Directions for this task: Of the lines listed below, return exactly those that run from the line containing "Outline any rusty metal roof sheet you see." through the line containing "Outline any hill slope you see.", both included.
::::
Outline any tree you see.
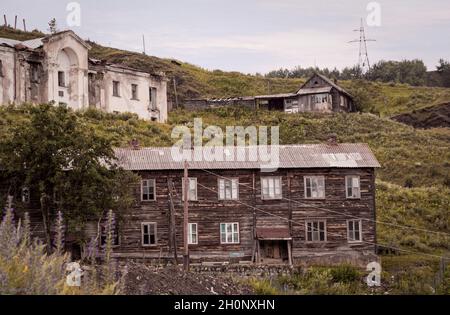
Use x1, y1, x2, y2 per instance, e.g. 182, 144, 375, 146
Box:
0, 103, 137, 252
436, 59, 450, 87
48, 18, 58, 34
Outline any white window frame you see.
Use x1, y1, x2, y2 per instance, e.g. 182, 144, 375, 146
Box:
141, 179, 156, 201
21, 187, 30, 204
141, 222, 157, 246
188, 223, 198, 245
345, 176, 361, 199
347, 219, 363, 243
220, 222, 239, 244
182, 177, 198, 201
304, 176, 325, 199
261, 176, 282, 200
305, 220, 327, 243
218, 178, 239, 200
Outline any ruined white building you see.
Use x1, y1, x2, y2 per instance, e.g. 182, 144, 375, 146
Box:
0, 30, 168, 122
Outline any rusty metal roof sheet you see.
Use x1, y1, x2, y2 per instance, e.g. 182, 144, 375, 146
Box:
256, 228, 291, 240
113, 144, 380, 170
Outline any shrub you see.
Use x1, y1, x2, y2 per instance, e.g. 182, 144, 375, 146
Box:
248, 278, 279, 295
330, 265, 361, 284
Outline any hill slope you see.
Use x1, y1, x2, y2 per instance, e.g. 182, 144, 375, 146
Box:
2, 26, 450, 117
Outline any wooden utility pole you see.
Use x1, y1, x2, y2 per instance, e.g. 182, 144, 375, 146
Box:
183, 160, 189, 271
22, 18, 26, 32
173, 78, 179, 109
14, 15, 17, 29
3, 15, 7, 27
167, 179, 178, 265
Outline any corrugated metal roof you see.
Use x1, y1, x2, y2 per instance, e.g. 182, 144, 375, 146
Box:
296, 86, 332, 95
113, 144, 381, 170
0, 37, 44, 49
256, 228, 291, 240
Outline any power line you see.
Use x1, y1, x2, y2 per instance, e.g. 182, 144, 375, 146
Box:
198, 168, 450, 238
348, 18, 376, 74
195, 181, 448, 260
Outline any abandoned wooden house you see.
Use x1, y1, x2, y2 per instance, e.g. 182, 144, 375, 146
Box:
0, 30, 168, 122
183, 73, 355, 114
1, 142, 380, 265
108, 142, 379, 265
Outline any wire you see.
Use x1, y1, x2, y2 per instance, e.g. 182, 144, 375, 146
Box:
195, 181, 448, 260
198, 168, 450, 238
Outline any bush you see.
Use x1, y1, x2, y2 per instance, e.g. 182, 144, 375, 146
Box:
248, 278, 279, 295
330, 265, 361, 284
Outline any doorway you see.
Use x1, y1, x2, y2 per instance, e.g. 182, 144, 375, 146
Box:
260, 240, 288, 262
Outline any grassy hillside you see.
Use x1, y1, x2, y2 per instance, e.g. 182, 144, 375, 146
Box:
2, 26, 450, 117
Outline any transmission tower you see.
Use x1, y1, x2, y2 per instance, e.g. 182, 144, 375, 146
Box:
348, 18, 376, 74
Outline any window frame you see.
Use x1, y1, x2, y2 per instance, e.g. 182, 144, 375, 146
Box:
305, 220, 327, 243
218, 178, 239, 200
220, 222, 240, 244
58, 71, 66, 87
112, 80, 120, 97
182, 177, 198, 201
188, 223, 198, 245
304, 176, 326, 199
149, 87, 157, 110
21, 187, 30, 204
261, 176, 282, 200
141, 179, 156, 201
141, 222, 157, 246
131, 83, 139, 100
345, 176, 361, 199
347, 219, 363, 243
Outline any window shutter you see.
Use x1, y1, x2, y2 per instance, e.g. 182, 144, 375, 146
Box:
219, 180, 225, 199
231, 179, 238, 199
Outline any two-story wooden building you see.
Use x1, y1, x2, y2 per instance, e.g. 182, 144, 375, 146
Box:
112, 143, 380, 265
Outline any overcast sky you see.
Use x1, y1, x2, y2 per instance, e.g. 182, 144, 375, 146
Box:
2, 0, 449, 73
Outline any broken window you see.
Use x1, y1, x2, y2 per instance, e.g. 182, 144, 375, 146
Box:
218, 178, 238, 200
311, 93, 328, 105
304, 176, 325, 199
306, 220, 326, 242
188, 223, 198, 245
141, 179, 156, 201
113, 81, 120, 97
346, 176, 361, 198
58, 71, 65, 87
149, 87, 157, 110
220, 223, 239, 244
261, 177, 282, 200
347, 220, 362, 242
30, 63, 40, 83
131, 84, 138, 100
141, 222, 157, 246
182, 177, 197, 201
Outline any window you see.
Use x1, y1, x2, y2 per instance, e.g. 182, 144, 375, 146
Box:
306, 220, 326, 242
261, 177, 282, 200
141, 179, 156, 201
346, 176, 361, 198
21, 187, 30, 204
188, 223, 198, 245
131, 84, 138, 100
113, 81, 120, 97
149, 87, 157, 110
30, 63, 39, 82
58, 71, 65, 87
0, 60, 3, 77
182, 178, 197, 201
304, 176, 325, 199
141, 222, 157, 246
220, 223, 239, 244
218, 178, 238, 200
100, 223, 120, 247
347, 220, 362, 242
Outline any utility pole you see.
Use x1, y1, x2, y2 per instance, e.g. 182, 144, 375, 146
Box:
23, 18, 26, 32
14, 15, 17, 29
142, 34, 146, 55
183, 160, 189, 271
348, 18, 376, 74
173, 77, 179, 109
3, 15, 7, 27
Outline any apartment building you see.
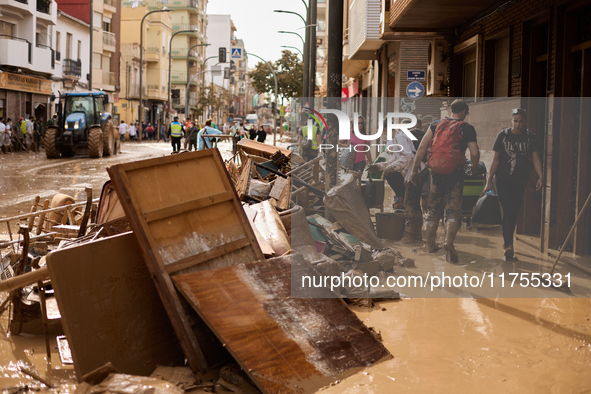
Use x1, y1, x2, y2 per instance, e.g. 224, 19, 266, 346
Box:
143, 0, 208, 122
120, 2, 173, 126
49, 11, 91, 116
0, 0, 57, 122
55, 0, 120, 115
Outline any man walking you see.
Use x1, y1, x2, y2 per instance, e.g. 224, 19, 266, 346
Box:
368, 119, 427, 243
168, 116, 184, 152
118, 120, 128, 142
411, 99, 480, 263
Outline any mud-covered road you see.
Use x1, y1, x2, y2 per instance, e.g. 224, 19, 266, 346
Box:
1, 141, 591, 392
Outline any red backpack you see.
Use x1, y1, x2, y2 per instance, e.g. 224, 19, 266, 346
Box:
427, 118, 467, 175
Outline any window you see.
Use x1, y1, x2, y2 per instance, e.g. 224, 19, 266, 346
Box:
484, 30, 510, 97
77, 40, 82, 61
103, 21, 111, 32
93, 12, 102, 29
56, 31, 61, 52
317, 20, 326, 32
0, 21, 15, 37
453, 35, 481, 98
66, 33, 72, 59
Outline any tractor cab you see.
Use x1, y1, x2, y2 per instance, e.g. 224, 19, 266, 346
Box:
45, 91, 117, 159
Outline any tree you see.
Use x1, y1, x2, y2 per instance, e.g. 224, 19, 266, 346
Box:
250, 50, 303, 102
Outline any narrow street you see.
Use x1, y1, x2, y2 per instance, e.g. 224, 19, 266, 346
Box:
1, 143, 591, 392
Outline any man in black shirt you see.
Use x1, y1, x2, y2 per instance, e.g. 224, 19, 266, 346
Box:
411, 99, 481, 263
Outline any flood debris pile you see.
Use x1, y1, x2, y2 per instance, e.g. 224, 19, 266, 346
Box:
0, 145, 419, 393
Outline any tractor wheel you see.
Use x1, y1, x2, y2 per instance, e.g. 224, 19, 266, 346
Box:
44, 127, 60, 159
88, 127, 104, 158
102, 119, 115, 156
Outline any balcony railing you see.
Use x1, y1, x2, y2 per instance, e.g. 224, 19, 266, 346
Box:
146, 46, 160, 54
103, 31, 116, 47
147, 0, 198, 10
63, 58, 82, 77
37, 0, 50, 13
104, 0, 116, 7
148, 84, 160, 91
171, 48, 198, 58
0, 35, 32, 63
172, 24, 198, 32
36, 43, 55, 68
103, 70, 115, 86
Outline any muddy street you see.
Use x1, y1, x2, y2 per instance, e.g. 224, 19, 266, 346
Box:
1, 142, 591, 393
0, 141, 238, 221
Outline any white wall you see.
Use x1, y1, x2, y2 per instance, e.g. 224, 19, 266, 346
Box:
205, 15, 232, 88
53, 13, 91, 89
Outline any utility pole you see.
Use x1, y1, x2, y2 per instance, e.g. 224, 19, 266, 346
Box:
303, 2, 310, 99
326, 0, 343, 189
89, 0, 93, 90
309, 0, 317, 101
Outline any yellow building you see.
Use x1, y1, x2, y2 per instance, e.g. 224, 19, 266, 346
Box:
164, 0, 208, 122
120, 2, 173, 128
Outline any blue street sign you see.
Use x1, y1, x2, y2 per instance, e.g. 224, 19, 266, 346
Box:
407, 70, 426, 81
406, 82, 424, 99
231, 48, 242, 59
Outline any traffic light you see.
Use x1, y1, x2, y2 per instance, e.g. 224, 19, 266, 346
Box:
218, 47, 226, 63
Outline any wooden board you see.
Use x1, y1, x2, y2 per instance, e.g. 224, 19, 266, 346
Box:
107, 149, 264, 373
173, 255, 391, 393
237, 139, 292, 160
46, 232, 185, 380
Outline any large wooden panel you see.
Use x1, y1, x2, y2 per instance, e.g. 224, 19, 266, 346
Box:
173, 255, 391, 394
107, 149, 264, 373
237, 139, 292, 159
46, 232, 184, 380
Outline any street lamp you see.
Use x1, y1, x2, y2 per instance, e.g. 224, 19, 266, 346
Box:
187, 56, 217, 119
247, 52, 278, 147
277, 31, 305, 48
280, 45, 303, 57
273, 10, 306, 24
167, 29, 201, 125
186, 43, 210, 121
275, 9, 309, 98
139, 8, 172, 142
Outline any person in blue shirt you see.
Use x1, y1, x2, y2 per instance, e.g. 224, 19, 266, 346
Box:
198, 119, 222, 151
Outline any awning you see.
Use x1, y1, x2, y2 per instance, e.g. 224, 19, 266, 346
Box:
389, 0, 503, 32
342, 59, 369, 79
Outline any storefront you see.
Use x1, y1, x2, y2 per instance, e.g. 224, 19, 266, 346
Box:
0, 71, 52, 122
::::
Exercise answer:
Outline any rusty metal roof sheet you see.
Use x1, y1, x2, y2 per instance, e.g. 182, 144, 375, 146
Box:
256, 228, 291, 240
113, 144, 380, 170
Outline any shrub you see.
Use x1, y1, x2, y2 per instance, e.g. 182, 144, 375, 146
Box:
248, 278, 279, 295
330, 265, 361, 284
Outline any hill slope you see.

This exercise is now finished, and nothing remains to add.